Region pointing data
○ ○ ○

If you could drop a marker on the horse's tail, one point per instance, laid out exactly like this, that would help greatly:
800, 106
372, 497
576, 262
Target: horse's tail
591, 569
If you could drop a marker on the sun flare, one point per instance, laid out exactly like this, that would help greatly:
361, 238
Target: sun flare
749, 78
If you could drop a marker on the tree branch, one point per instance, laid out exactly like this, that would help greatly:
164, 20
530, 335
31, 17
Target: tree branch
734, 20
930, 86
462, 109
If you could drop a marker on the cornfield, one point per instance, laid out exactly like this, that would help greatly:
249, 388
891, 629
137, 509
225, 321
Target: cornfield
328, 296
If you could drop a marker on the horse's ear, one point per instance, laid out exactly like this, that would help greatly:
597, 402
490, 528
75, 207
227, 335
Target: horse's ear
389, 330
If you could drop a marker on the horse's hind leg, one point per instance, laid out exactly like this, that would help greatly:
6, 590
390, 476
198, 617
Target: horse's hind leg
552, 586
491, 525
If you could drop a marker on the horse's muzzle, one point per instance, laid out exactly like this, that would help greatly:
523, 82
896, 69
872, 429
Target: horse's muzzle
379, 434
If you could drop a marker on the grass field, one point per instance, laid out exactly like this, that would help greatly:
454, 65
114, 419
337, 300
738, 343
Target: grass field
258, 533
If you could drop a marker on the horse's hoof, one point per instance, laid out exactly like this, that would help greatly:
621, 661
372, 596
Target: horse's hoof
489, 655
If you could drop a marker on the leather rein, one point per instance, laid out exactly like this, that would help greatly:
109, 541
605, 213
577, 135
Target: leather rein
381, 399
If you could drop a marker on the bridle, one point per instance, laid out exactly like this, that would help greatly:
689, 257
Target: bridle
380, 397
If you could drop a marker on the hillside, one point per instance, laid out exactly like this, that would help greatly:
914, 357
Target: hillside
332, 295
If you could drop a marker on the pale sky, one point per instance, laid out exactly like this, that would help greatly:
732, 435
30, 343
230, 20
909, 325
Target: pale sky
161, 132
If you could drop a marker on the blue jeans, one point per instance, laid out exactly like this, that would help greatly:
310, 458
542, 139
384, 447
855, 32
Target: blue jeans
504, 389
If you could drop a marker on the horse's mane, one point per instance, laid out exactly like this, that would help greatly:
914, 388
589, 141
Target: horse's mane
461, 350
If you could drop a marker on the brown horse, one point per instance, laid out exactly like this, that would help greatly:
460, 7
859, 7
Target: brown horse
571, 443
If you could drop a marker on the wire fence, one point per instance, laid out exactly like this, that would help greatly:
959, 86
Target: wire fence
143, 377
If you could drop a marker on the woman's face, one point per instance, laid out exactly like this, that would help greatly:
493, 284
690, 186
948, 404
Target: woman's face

○ ○ ○

**TASK PROMPT:** Quote every line of the data, word for word.

**OUTPUT:**
If you could drop a marker on the horse's tail, one point per instance, laid out exactly like this, that would help greatly:
800, 106
372, 497
576, 262
Target: horse's tail
591, 569
If you could drop a marker on the sun flare, one point per instance, laid out exactly like this, that would help greatly:
361, 238
Target: sun flare
749, 78
If you could drop a marker on the tree branch, one point per instance, laid out exactly like this, that would help greatly:
164, 20
530, 335
31, 17
Target: tree branch
734, 20
930, 86
462, 109
If you could drop a marker on the cornfield, one point per instance, laid out exactly like this, that would help greatly:
249, 388
891, 629
137, 509
225, 321
Target: cornfield
328, 296
If you could drop a marker on the horse's ear, one point per instance, laid out exactly like this, that would help greatly:
597, 402
490, 528
75, 207
227, 335
Target: horse's ear
389, 330
If you could drop a marker on the horse's hind leg, one point per instance, laid out exactly like this, that would help greatly:
6, 590
390, 476
198, 617
Target: horse's hind leg
552, 586
491, 525
If you could drop a marker on the horse's muzzle, one point per instance, laid out exactly like this, that would help greatly:
523, 82
896, 69
872, 429
Target: horse's muzzle
379, 434
If you could drop a marker on the grass field, one point per instance, laid out exactly like this, that would help greatly:
454, 65
114, 419
337, 300
738, 343
Target: grass field
258, 533
If you could drop a marker on the horse's hoof, one point per instance, laid out exactly like this, that would help greatly:
621, 661
372, 596
Target: horse's hoof
489, 655
If you could drop a marker on the leather rein, one point per instance, laid out exactly like this, that would help greatly:
109, 541
605, 213
577, 135
Target: leather rein
381, 399
If you could drop a marker on the bridle, one point per instance, laid out exactly like this, that would help greatly:
689, 257
Target: bridle
380, 397
If you could drop a marker on the hillside, one point per instance, laid out exactly like this, that would help greatly:
914, 357
Target: hillside
332, 295
If you could drop a marker on the pale sky, one point per instance, laid out exactly like this, that would help greatly:
732, 435
30, 343
230, 20
909, 325
Target: pale sky
161, 132
If you could drop a marker on the blue jeans, one point per instance, laid out exactly like this, that would help greatly:
310, 458
542, 139
384, 447
855, 32
Target: blue jeans
504, 389
If you could drop a marker on the horse's mane, one point per instance, laid out exactly like this, that would help greatly:
914, 388
589, 141
Target: horse's mane
461, 350
If you could drop a marker on the brown horse, one point per instance, laid out exactly like this, that would help greatly:
460, 7
859, 7
Target: brown horse
571, 443
If you could drop a marker on the wire fence, one point per instance, laid out exactly like this, that would help greatly:
959, 86
Target: wire fence
143, 377
If you could drop a marker on the woman's face, one point per instance, laid out exactly like this, that would help greatly:
493, 284
690, 186
948, 404
Target: woman's face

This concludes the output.